╭──

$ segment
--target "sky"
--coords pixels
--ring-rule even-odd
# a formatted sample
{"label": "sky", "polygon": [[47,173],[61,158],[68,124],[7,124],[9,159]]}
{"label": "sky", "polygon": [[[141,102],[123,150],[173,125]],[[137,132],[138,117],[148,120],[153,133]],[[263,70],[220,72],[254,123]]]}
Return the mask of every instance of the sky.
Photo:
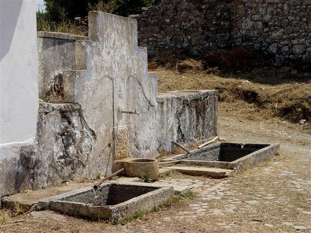
{"label": "sky", "polygon": [[45,9],[43,0],[35,0],[35,9],[37,11],[38,10],[42,11]]}

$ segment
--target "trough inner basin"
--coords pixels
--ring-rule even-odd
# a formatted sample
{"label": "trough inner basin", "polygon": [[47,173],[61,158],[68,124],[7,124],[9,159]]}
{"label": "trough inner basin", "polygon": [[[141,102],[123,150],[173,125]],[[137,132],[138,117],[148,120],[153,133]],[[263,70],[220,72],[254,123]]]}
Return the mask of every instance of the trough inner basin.
{"label": "trough inner basin", "polygon": [[99,187],[96,191],[96,196],[98,196],[96,198],[94,198],[94,190],[91,189],[66,197],[60,200],[83,202],[97,206],[115,205],[159,188],[109,183]]}
{"label": "trough inner basin", "polygon": [[222,142],[189,154],[175,157],[173,159],[232,162],[269,146],[269,144],[250,144],[243,145],[240,143]]}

╰──

## TASK DETAILS:
Collect every line from the entries above that contains the word "target", copying each one in full.

## THE REPLY:
--target "sky"
--target "trough inner basin"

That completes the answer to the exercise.